## Excerpt to read
On the other end of the spectrum is the cynical bastard.  There are no emergencies in his world.  It’s business, cold and hard facts and arguments, and nothing more.  The only moral compass is the one that puts money in the bank, because these guys are legal mercenaries.  Doesn’t matter how reprehensible the case is or how it turns out, at the end of the day they’re going home with no more in the way of worry than they had driving in that morning.  Their personal problems arising from their clients are entirely the result of getting the invoice paid, and nothing more.  These guys tend to hang on for a while, but they’re the most miserable people to hang around because you leave any meeting with them feeling like you need to scrub with steel wool for several hours in the shower.

Somewhere in between is the normal lawyer, the guy who does his job, and knows that while he may do some bad in the world, he also does some good.  As Johnny Cash famously said, this is the guy who “walks the line” between the crusader and the jaded prick.  He remembers that people are actually people, not “defendants” or “plaintiffs,” and tries not to do as much harm as he could while still getting the best result possible for his client.

“[Lawyers] take up other men’s burdens and by our efforts we make possible the peaceful life of men in a peaceful state”

## Dataset extract
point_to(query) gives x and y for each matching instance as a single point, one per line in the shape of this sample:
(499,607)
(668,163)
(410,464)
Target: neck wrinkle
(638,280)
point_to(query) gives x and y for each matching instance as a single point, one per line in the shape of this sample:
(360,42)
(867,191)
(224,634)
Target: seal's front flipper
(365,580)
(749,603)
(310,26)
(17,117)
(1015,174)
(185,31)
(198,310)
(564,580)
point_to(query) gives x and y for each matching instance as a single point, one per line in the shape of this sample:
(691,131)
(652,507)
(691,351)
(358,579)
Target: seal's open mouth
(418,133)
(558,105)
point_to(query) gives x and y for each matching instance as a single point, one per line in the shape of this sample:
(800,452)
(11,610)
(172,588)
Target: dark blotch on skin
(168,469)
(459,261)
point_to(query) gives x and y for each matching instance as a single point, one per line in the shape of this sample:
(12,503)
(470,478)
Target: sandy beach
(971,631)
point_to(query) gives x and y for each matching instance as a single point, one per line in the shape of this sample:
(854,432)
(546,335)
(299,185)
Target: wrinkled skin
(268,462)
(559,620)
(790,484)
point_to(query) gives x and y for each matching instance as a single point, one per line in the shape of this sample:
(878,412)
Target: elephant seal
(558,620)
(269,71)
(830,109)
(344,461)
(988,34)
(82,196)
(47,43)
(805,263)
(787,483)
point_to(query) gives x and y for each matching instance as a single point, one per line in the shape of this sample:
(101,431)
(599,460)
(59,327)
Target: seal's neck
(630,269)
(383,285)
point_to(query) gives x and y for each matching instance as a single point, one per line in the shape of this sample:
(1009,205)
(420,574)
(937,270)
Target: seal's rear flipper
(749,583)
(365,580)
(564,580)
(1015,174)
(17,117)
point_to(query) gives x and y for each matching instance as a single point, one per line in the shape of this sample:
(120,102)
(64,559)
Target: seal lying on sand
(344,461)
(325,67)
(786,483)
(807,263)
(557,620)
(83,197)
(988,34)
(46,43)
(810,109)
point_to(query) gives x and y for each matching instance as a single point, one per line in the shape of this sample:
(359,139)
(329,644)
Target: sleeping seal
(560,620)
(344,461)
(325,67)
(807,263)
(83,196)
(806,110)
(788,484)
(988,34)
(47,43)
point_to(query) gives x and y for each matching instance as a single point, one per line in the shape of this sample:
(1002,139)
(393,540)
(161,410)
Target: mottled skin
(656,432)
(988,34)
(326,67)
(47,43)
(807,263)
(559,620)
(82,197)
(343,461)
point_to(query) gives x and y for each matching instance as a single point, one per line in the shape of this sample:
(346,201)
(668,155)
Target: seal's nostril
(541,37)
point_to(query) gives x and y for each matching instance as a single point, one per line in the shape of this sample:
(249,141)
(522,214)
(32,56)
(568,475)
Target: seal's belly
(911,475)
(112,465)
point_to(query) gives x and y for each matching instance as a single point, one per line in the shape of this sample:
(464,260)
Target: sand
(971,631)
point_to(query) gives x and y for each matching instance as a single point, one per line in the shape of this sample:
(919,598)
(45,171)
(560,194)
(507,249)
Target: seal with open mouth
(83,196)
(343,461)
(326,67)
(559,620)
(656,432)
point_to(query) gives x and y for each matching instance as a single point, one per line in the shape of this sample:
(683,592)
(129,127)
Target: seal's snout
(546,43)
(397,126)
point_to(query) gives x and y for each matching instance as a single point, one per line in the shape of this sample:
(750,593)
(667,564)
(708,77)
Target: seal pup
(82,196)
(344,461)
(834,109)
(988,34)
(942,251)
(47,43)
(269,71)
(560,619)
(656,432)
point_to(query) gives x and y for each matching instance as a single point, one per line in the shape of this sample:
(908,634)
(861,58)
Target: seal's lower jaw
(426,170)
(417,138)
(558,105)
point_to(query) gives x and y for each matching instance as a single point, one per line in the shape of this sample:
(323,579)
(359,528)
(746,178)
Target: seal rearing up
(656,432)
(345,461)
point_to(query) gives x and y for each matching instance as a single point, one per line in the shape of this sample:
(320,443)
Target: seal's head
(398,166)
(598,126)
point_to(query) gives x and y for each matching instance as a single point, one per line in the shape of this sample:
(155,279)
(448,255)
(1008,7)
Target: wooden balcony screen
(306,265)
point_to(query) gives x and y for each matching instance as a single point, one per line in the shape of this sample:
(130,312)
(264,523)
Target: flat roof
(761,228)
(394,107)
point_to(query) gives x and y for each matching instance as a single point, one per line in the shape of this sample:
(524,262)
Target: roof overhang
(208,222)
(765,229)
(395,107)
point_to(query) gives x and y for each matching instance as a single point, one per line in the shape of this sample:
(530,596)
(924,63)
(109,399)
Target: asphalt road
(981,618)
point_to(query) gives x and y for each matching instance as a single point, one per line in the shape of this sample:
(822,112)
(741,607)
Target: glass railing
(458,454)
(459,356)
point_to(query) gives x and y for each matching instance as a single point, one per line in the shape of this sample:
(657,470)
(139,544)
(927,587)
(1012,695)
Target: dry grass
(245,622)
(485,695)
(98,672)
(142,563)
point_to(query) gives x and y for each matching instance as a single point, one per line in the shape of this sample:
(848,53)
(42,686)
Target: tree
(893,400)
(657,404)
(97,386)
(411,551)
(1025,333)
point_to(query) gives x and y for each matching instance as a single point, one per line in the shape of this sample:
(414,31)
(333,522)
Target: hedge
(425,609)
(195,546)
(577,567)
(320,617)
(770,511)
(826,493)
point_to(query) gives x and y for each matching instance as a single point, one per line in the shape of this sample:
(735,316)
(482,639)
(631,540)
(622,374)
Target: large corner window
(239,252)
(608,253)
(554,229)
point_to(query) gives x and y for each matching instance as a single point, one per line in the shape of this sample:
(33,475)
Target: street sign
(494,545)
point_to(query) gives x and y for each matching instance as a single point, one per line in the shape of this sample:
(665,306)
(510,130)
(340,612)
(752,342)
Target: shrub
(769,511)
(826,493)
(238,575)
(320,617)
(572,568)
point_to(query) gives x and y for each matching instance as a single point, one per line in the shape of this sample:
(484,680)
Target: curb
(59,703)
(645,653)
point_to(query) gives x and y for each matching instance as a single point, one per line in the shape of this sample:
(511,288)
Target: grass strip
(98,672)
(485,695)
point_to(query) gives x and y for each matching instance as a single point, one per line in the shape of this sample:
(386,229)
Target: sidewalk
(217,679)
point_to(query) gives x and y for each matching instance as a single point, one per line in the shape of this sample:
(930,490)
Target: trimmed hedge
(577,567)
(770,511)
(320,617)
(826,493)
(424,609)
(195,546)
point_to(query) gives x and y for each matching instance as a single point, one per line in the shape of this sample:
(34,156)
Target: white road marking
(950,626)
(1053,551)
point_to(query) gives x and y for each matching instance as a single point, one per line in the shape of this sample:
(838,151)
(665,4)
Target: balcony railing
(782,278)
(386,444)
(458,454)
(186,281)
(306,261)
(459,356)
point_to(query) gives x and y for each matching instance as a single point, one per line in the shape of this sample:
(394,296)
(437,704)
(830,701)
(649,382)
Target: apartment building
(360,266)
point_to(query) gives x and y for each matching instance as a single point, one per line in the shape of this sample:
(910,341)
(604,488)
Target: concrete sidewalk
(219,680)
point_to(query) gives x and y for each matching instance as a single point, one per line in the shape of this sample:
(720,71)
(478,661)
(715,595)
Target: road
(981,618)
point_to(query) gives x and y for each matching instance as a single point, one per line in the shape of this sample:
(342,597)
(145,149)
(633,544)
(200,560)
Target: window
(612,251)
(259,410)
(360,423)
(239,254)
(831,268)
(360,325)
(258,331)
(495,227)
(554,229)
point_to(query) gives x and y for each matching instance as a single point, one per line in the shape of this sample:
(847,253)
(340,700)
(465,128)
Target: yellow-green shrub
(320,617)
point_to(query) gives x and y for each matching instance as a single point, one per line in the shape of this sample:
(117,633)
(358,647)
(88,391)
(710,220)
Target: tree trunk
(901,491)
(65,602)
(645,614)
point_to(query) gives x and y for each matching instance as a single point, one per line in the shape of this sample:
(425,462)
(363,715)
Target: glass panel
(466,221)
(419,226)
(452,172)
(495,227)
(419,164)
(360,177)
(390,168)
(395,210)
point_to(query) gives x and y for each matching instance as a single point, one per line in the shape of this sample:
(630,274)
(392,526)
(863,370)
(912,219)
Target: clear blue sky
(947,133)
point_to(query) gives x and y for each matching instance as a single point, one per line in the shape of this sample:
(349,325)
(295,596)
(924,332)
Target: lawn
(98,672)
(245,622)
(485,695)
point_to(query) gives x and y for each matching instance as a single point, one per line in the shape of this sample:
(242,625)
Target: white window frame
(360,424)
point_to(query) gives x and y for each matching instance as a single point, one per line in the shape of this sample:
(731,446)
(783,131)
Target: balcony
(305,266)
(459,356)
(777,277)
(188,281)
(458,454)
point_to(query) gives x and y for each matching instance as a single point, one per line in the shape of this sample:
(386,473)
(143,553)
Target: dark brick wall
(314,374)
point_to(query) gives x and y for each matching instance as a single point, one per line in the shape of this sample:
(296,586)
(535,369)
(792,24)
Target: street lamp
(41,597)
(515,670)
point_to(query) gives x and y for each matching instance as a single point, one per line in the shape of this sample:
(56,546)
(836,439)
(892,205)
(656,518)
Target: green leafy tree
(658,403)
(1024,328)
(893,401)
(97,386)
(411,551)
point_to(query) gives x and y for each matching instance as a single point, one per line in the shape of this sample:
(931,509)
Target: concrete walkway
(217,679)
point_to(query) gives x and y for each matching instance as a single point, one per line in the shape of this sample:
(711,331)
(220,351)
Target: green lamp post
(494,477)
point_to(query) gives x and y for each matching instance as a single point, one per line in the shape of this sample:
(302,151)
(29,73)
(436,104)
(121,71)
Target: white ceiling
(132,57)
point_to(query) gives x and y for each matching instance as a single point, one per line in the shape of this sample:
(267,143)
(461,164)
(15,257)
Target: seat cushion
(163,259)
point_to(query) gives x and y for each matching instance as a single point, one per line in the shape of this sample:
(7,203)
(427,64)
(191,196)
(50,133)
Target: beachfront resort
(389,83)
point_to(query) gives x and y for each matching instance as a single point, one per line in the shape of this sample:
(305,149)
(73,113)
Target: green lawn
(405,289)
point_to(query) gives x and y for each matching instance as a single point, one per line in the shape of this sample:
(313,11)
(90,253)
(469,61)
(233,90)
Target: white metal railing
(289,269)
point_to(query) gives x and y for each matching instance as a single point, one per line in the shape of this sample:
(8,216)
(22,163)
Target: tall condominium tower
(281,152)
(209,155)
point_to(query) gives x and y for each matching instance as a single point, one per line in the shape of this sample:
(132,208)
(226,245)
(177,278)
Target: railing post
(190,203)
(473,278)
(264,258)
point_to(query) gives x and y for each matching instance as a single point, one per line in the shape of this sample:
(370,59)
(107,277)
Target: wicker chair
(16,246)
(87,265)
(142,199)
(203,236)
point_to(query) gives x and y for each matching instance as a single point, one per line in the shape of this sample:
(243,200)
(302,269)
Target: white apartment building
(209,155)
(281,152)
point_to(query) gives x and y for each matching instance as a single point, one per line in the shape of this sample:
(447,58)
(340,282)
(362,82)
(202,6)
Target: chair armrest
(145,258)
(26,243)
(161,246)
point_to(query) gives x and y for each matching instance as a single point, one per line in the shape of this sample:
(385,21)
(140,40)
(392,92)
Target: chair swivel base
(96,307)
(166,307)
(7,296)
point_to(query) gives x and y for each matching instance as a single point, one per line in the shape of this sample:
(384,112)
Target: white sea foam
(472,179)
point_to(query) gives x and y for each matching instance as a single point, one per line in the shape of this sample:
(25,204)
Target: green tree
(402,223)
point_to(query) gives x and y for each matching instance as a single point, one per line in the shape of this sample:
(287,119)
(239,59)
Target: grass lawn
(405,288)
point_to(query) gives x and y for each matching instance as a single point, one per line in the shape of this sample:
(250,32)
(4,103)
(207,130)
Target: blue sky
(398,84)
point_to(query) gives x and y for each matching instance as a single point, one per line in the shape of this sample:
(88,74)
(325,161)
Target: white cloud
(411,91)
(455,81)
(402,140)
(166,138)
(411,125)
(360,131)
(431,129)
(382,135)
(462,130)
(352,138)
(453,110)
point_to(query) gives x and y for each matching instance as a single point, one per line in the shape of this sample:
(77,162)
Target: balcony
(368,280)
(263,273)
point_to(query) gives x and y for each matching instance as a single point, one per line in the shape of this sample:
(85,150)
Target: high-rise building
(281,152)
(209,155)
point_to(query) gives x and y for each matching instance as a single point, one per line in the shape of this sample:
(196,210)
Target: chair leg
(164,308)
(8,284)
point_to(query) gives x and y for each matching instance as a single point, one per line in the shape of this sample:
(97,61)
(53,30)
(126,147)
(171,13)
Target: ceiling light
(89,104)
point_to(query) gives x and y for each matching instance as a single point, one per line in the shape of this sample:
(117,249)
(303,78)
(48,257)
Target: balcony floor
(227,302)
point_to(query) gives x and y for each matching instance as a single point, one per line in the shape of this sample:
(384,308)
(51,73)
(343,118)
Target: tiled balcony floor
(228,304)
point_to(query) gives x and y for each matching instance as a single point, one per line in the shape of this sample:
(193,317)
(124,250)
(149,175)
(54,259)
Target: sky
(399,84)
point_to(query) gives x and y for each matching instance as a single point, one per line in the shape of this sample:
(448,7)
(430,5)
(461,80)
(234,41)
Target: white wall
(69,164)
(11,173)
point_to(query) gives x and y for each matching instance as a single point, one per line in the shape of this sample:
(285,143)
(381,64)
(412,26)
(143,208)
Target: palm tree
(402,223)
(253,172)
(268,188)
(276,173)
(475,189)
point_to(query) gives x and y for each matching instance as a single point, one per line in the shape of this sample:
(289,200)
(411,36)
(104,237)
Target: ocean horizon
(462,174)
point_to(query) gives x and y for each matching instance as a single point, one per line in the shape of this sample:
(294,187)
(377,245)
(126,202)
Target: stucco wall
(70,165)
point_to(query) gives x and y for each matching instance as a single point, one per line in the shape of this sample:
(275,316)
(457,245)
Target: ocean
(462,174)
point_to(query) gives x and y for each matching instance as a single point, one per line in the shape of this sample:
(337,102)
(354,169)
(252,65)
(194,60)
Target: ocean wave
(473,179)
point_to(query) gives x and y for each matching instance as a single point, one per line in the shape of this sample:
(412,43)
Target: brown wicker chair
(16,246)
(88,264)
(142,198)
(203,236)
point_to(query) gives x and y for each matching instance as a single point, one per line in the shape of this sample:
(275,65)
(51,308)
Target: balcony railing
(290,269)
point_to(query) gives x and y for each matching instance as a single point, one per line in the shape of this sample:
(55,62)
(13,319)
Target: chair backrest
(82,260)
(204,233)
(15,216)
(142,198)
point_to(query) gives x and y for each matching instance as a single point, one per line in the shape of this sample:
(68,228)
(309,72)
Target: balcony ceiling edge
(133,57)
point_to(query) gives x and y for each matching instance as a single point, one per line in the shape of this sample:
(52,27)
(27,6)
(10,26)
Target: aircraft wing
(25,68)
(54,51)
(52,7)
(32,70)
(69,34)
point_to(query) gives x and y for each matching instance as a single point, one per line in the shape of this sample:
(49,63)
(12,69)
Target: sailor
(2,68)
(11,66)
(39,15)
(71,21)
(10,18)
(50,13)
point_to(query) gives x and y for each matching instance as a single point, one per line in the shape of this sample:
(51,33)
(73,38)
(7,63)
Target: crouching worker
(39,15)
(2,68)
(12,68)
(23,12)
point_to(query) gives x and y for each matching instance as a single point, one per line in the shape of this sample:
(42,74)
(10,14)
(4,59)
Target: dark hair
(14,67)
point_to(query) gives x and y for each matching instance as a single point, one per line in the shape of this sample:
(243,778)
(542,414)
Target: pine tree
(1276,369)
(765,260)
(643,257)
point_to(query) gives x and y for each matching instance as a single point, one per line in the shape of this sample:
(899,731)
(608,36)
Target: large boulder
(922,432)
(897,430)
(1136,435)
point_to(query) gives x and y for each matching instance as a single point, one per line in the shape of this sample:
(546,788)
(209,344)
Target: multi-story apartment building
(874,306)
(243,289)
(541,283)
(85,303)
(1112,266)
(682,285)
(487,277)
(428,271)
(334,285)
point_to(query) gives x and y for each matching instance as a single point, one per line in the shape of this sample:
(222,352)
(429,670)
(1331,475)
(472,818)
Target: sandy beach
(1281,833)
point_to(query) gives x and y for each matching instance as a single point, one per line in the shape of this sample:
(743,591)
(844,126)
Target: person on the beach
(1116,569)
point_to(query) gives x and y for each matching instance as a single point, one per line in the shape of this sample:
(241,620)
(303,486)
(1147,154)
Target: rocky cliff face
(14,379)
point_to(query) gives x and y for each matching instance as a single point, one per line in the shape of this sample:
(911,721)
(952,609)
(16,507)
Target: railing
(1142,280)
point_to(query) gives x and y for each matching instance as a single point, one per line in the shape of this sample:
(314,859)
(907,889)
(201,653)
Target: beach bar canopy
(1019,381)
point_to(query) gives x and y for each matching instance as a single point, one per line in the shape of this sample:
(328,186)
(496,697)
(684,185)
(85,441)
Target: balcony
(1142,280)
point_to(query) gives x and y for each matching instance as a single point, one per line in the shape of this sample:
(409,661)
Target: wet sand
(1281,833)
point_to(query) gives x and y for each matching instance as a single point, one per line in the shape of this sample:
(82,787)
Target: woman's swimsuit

## What you need to do
Can you duplicate the passage about the kinds of lawyers, word for word and in full? None of the entries are needed here.

## Result for this exercise
On the other end of the spectrum is the cynical bastard.  There are no emergencies in his world.  It’s business, cold and hard facts and arguments, and nothing more.  The only moral compass is the one that puts money in the bank, because these guys are legal mercenaries.  Doesn’t matter how reprehensible the case is or how it turns out, at the end of the day they’re going home with no more in the way of worry than they had driving in that morning.  Their personal problems arising from their clients are entirely the result of getting the invoice paid, and nothing more.  These guys tend to hang on for a while, but they’re the most miserable people to hang around because you leave any meeting with them feeling like you need to scrub with steel wool for several hours in the shower.

Somewhere in between is the normal lawyer, the guy who does his job, and knows that while he may do some bad in the world, he also does some good.  As Johnny Cash famously said, this is the guy who “walks the line” between the crusader and the jaded prick.  He remembers that people are actually people, not “defendants” or “plaintiffs,” and tries not to do as much harm as he could while still getting the best result possible for his client.

“[Lawyers] take up other men’s burdens and by our efforts we make possible the peaceful life of men in a peaceful state”